◆ Quoted passage:

What do you picture when you hear the words climate change? A melting ice cap? Rising oceans? Plumes of polluting smoke? Or, perhaps, a polar bear?
The polar bear has been absorbed into the iconography of climate change. It’s the fluffy face that gets slapped on complex discussions about emissions and greenhouse gases. In Powder Keg’s new show, that familiar image – the plaintive polar bear on its ever-shrinking patch of ice – is deconstructed. Powder Keg and all those photographs of polar bears are essentially trying to do the same thing: provoke an emotional reaction to climate change that might be more powerful than the intellectual responses that so often lead to despair and paralysis. To have that impact, though, Bears tries first to strip away what we think of when we think about climate change.

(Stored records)
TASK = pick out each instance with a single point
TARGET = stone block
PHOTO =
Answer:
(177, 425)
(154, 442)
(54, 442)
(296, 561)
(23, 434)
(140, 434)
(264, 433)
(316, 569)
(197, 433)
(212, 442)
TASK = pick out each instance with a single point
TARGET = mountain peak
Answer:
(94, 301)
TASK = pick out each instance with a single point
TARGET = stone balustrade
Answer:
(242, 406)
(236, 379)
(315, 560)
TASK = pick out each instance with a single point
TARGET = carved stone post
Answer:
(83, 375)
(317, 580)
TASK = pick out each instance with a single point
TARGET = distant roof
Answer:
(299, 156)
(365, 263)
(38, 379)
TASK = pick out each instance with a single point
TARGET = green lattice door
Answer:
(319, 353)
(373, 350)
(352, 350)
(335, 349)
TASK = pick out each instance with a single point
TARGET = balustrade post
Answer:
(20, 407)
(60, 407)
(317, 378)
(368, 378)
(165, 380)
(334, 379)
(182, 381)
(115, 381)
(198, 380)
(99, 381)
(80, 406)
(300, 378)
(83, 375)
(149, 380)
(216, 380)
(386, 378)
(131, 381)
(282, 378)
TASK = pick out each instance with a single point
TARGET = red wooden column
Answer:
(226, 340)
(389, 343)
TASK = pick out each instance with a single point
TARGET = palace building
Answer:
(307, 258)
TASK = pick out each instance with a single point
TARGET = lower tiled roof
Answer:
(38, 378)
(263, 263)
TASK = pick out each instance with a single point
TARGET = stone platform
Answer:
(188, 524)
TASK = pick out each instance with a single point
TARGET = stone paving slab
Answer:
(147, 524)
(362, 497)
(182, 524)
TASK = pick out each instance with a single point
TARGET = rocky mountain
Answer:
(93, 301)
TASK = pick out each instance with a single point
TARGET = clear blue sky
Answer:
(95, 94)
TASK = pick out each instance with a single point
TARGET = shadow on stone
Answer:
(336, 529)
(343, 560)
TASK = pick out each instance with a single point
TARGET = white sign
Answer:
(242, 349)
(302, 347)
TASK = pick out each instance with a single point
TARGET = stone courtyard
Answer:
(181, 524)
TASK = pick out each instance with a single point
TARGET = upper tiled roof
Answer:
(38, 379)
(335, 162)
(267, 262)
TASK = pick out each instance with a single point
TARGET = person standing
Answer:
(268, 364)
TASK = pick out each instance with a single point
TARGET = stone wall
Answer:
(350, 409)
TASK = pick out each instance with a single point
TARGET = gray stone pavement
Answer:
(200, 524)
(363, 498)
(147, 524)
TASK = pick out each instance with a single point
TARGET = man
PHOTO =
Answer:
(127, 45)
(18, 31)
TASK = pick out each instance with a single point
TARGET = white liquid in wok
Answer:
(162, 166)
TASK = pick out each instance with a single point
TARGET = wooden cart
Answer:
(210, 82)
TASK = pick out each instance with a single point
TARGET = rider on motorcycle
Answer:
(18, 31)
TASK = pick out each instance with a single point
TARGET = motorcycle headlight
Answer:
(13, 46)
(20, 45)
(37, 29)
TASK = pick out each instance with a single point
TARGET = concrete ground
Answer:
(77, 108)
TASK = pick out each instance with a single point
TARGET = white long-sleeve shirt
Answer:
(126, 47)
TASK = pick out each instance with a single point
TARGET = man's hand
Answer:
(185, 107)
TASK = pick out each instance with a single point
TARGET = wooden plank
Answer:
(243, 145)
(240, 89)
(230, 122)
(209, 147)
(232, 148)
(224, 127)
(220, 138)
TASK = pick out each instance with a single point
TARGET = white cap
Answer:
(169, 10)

◆ Problem details: Reproduce the part of the passage on polar bears and climate change that opens with the words "What do you" and closes with "about climate change.". The records are separate material and are not part of the passage.

◆ Expected answer:
What do you picture when you hear the words climate change? A melting ice cap? Rising oceans? Plumes of polluting smoke? Or, perhaps, a polar bear?
The polar bear has been absorbed into the iconography of climate change. It’s the fluffy face that gets slapped on complex discussions about emissions and greenhouse gases. In Powder Keg’s new show, that familiar image – the plaintive polar bear on its ever-shrinking patch of ice – is deconstructed. Powder Keg and all those photographs of polar bears are essentially trying to do the same thing: provoke an emotional reaction to climate change that might be more powerful than the intellectual responses that so often lead to despair and paralysis. To have that impact, though, Bears tries first to strip away what we think of when we think about climate change.